- Records to process:
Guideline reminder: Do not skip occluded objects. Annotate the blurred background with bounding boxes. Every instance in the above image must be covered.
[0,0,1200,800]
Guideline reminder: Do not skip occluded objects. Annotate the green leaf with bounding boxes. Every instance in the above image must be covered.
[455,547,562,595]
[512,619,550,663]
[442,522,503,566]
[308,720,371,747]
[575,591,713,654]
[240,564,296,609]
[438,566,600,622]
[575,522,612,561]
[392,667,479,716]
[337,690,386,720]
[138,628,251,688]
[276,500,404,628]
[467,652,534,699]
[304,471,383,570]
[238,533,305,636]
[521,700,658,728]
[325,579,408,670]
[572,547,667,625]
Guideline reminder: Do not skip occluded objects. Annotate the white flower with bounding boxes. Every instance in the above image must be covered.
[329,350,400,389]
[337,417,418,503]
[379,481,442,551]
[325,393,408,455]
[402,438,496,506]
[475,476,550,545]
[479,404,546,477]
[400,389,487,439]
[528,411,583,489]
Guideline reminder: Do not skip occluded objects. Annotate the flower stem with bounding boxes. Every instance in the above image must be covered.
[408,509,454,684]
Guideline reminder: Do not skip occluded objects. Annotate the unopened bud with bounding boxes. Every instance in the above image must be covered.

- Task statement:
Present all the lines above as a Markdown table with the columns "Row" and "Line." Number each row and leave out any blank lines.

- Final result:
| Row | Line |
|---|---|
| 1 | Guideline reminder: Do not skip occluded objects. Annotate the blurred background with bounding boxes. Every instance in the above image must be covered. |
| 2 | [0,0,1200,800] |
| 3 | Guideline reminder: Do not skip occluded objects. Annotate the green leaf with bounding boxes. Every instance in the above image must be covered. |
| 4 | [455,547,562,595] |
| 5 | [512,619,550,663] |
| 6 | [442,522,503,566] |
| 7 | [308,720,371,747] |
| 8 | [575,591,713,654] |
| 9 | [240,564,296,609] |
| 10 | [438,566,600,622] |
| 11 | [575,522,612,561] |
| 12 | [392,667,479,716] |
| 13 | [337,690,386,720] |
| 14 | [138,628,251,688] |
| 15 | [276,500,404,628] |
| 16 | [467,652,534,699] |
| 17 | [304,471,383,570] |
| 18 | [238,533,305,636] |
| 19 | [521,700,658,728] |
| 20 | [325,579,408,670] |
| 21 | [572,547,667,625] |
| 22 | Guideline reminder: Do not skip occluded objects. Annotate the white flower with bounding boxes. Every instance in the above image must be covered. |
| 23 | [329,350,400,389] |
| 24 | [337,417,418,503] |
| 25 | [379,481,442,551] |
| 26 | [325,393,408,455] |
| 27 | [402,438,496,506] |
| 28 | [475,476,550,545] |
| 29 | [479,404,546,477] |
| 30 | [400,389,487,439] |
| 31 | [528,411,583,489] |
| 32 | Guideline reminder: Do not skip occluded objects. Annotate the flower stem with bounding boxes. Every instance in the above image must be covered. |
| 33 | [408,509,454,684] |
| 34 | Guideline reminder: Do not skip occluded objects. Annotate the unopened bud with bounding boxes. Every instance in the above image must be covered. |